DO THIS
Please change "backpack" to "rucksack" everywhere from the line with "Q: Point out the boy in black shorts" up to and including the line with "[0,459,800,599]", keeping everything else the same. Give back only those lines.

··· RECORDS FOR THIS EXERCISE

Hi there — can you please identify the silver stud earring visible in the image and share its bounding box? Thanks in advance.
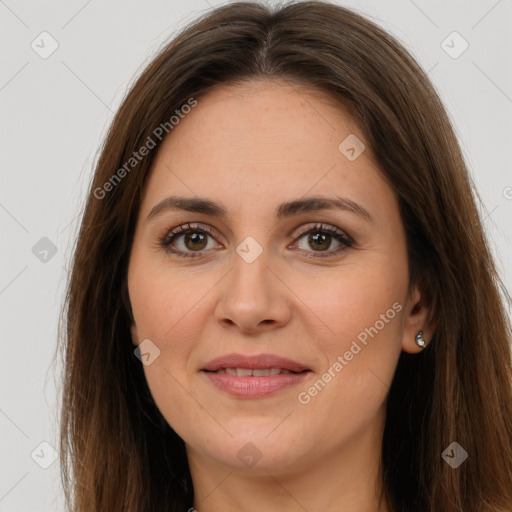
[416,331,427,348]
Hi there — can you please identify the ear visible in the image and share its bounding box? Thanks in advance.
[402,286,435,354]
[130,322,139,347]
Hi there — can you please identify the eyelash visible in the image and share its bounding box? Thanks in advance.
[159,223,354,258]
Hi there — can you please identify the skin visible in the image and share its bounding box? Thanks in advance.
[128,80,433,512]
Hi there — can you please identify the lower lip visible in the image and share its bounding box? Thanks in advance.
[202,371,311,398]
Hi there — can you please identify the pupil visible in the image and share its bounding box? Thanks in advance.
[309,233,330,250]
[185,233,206,250]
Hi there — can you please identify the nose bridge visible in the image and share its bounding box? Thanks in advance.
[216,237,290,331]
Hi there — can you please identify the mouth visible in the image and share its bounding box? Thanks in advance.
[205,368,302,377]
[200,354,312,398]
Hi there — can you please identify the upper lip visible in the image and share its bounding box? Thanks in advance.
[202,354,309,372]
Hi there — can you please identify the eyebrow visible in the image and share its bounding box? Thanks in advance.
[146,196,373,222]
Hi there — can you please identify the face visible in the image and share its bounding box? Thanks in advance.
[128,81,424,473]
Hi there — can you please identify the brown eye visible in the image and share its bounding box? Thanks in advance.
[308,233,332,251]
[294,224,354,258]
[183,231,208,251]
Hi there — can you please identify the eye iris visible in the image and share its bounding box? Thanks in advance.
[185,233,207,251]
[308,233,331,251]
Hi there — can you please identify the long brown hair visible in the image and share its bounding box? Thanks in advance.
[60,1,512,512]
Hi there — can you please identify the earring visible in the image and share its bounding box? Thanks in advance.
[416,331,427,348]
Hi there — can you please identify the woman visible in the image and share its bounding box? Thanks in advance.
[61,2,512,512]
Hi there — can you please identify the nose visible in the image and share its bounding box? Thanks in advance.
[215,246,292,334]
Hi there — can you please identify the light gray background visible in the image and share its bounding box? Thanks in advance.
[0,0,512,512]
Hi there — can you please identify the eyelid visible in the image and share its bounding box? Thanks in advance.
[160,222,354,259]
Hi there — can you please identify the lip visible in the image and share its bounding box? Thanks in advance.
[201,354,311,398]
[202,354,309,373]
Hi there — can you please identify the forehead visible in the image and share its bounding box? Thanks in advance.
[138,81,392,222]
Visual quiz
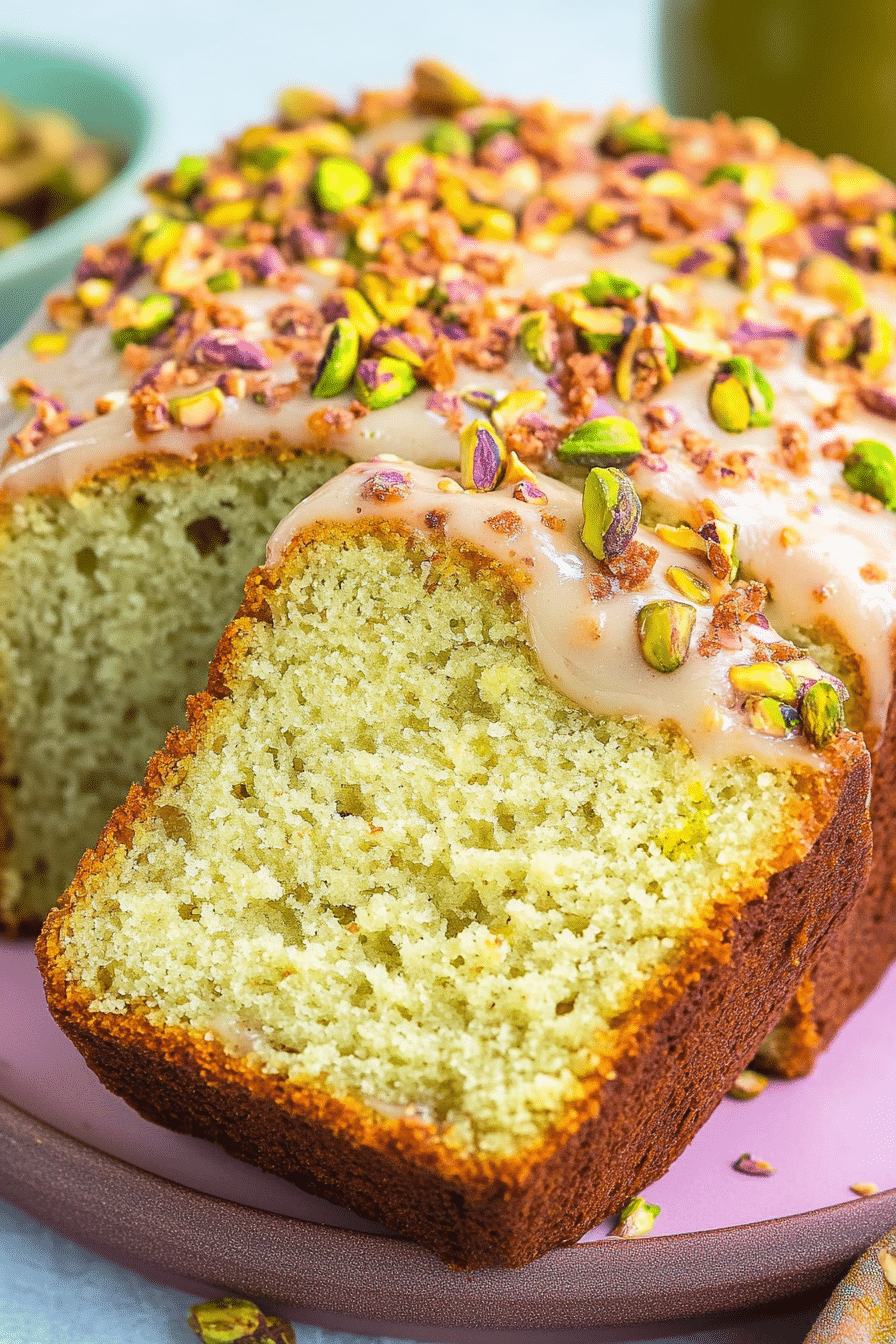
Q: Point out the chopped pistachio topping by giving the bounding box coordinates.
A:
[557,415,642,466]
[844,438,896,509]
[312,317,361,396]
[666,564,712,603]
[610,1195,661,1236]
[188,1297,296,1344]
[582,270,641,306]
[708,355,775,434]
[461,419,508,492]
[582,466,641,560]
[314,155,373,214]
[353,355,416,411]
[638,601,697,672]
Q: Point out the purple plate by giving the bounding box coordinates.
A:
[0,943,896,1341]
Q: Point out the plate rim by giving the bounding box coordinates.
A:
[0,1097,896,1331]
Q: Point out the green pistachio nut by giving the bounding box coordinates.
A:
[797,253,865,314]
[743,695,799,738]
[600,108,670,159]
[582,466,641,560]
[615,323,678,402]
[611,1195,661,1236]
[557,415,642,466]
[799,681,844,751]
[357,270,431,327]
[570,308,633,355]
[140,219,187,263]
[582,270,641,308]
[853,312,893,378]
[666,564,712,605]
[189,1297,267,1344]
[423,121,473,159]
[708,355,775,434]
[844,438,896,509]
[638,601,697,672]
[353,355,416,411]
[520,312,557,374]
[383,145,429,191]
[728,663,797,704]
[314,155,373,215]
[336,289,380,341]
[168,155,208,200]
[111,294,177,349]
[312,317,361,396]
[461,419,508,492]
[492,387,548,434]
[806,313,856,368]
[414,60,482,116]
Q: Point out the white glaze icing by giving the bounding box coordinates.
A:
[267,461,822,766]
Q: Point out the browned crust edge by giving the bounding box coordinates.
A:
[758,647,896,1078]
[38,523,870,1269]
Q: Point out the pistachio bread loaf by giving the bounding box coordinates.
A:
[0,62,896,1073]
[39,456,870,1267]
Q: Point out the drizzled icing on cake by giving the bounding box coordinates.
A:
[267,460,822,766]
[0,65,896,737]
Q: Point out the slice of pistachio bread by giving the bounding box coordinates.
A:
[39,456,870,1267]
[0,62,896,1073]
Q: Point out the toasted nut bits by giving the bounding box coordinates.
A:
[709,355,775,434]
[557,415,641,466]
[461,421,508,491]
[582,466,641,560]
[638,602,697,672]
[844,438,896,509]
[610,1195,660,1236]
[312,318,360,396]
[189,1297,296,1344]
[353,355,416,411]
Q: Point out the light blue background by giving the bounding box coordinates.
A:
[0,0,827,1344]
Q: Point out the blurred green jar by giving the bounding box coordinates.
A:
[661,0,896,177]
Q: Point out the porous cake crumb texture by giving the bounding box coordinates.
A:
[0,454,343,922]
[63,538,806,1154]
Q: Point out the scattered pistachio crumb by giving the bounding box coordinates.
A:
[728,1068,768,1101]
[877,1247,896,1288]
[610,1195,660,1236]
[731,1153,775,1176]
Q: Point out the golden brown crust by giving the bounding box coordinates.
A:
[38,524,870,1269]
[758,645,896,1078]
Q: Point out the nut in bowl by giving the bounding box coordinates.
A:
[0,42,154,340]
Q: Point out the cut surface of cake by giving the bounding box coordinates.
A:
[39,456,869,1267]
[0,62,896,1074]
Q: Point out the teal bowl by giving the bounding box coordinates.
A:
[0,42,156,341]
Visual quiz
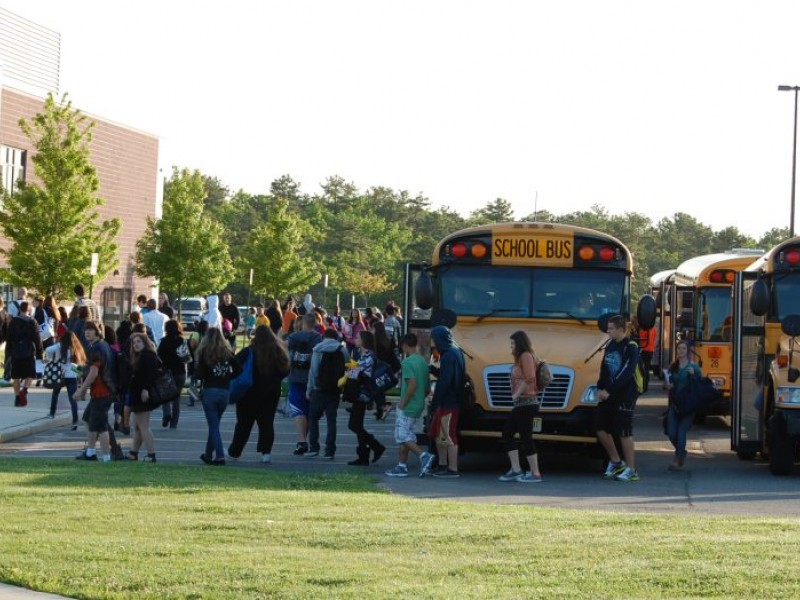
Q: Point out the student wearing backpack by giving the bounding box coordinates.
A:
[664,340,703,471]
[370,321,400,421]
[597,315,639,481]
[228,325,289,464]
[306,328,350,460]
[426,325,465,479]
[6,302,43,406]
[386,333,436,477]
[499,331,542,483]
[158,319,188,429]
[345,331,386,467]
[286,310,322,456]
[73,322,117,462]
[45,331,86,431]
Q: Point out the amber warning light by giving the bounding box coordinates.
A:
[778,248,800,267]
[450,242,489,258]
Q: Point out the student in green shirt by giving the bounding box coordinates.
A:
[386,333,436,477]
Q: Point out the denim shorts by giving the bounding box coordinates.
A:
[289,383,309,418]
[83,397,114,433]
[394,411,419,444]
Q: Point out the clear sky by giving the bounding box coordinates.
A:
[0,0,800,236]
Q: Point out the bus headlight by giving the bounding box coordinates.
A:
[775,386,800,405]
[581,385,598,404]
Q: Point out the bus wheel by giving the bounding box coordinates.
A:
[769,416,794,475]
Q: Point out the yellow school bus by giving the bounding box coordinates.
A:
[649,269,675,378]
[731,237,800,475]
[405,223,655,449]
[669,249,764,418]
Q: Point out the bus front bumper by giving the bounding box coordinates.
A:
[460,406,597,444]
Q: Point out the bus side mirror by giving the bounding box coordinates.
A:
[781,315,800,337]
[636,294,656,329]
[431,308,458,329]
[414,270,433,310]
[750,279,769,317]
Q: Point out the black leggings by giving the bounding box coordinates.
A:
[503,404,539,456]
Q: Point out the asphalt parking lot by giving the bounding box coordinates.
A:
[0,391,800,516]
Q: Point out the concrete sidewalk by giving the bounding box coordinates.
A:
[0,583,71,600]
[0,380,73,444]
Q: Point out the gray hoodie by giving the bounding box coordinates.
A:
[203,294,222,331]
[306,338,350,397]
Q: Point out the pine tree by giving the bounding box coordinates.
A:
[241,198,320,298]
[0,94,121,299]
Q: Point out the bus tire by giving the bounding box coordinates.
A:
[768,415,795,476]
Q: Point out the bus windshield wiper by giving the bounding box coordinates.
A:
[536,308,586,325]
[478,308,523,323]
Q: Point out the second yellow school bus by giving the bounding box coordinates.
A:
[405,223,655,448]
[669,249,763,416]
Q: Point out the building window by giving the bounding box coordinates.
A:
[0,145,26,194]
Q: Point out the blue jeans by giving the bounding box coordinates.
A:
[308,390,339,456]
[50,377,78,425]
[667,406,694,460]
[202,388,228,460]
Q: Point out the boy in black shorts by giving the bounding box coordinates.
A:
[597,315,639,481]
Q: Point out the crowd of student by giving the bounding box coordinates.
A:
[0,285,702,483]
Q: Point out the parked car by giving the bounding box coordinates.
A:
[174,298,208,331]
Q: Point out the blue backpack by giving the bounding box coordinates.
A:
[228,349,253,404]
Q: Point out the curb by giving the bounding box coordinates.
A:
[0,413,72,444]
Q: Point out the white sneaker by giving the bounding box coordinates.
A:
[497,469,522,481]
[419,452,436,477]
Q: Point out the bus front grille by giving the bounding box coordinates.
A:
[484,365,573,410]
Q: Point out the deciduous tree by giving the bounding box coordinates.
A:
[135,169,234,304]
[0,94,120,299]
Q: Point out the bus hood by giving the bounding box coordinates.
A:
[453,322,608,373]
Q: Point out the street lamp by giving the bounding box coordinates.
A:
[778,85,800,237]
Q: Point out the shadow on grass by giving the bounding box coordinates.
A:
[0,458,386,494]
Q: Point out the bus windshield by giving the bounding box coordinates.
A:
[775,273,800,321]
[695,287,731,342]
[439,265,628,319]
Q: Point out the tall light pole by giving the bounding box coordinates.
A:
[778,85,800,237]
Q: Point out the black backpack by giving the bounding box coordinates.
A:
[317,349,345,394]
[292,340,314,370]
[372,360,400,393]
[11,317,33,358]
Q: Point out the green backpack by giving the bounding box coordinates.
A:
[628,342,646,395]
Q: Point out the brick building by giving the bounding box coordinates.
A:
[0,8,163,324]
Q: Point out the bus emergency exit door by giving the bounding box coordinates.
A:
[731,271,766,458]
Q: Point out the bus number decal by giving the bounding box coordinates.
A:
[493,237,572,262]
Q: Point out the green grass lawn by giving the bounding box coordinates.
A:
[0,459,800,599]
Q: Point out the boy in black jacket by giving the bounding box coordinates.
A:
[597,315,639,481]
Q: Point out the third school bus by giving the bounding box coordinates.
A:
[667,249,764,415]
[405,223,655,448]
[731,237,800,475]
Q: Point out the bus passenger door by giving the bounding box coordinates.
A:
[662,285,694,369]
[656,281,674,378]
[402,263,433,360]
[731,271,766,459]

······

REPLY
Q: Point out the boy in black shorts by giving the bounding box coordinates.
A:
[597,315,639,481]
Q: Point out the crowd of student by giving the bounding box coordinates.
A:
[0,285,702,483]
Q: Point out the parked car by giving the bounding box coordinates.
A:
[174,298,208,331]
Q: Point out the blue rucksack by giving the bounding box coordinates.
A:
[228,349,253,404]
Q: Point out the curb by giving the bounding box coordinates.
A:
[0,413,72,444]
Q: Point out the white sneaker by giving the bounding box coordinates.
A:
[497,469,522,481]
[419,452,436,477]
Q: Point out the bus front grille by giving the bounding box coordinates.
A:
[484,365,573,410]
Q: Point out the deciduous tree by giving the bounding box coordinates.
A:
[135,169,234,304]
[0,94,120,299]
Q: Point out the bus hood by giving the bounding box coordinates.
A:
[453,322,608,373]
Q: Point out the street lamp by giving the bounding box coordinates.
A:
[778,85,800,237]
Q: Point out the shadow on grass by giving the bounding box coordinates.
A:
[0,458,386,494]
Q: Point out the bus windshield by giving the bounding box coordinates.
A:
[775,273,800,321]
[695,287,731,342]
[439,265,628,319]
Q: Point out the tall light pole by giving the bounding box coordinates.
A:
[778,85,800,237]
Q: Point out the black rucksack by giving the bounding box coordinates.
A:
[317,349,345,394]
[292,340,314,370]
[372,360,400,393]
[11,317,33,358]
Q: Point out the green rucksack by giving the bounding box coordinates.
A:
[628,342,646,395]
Q: Point out the brick building by giving the bounding box coordinates.
A:
[0,8,163,324]
Q: Point out the bus emergency exit door by giving the bounding box coordinates.
A:
[731,271,766,458]
Q: Point out the bus number decal by giving the bounding box coordinates.
A:
[493,237,572,262]
Q: Point out the green grass lawn by giving the bounding box coordinates.
A:
[0,459,800,599]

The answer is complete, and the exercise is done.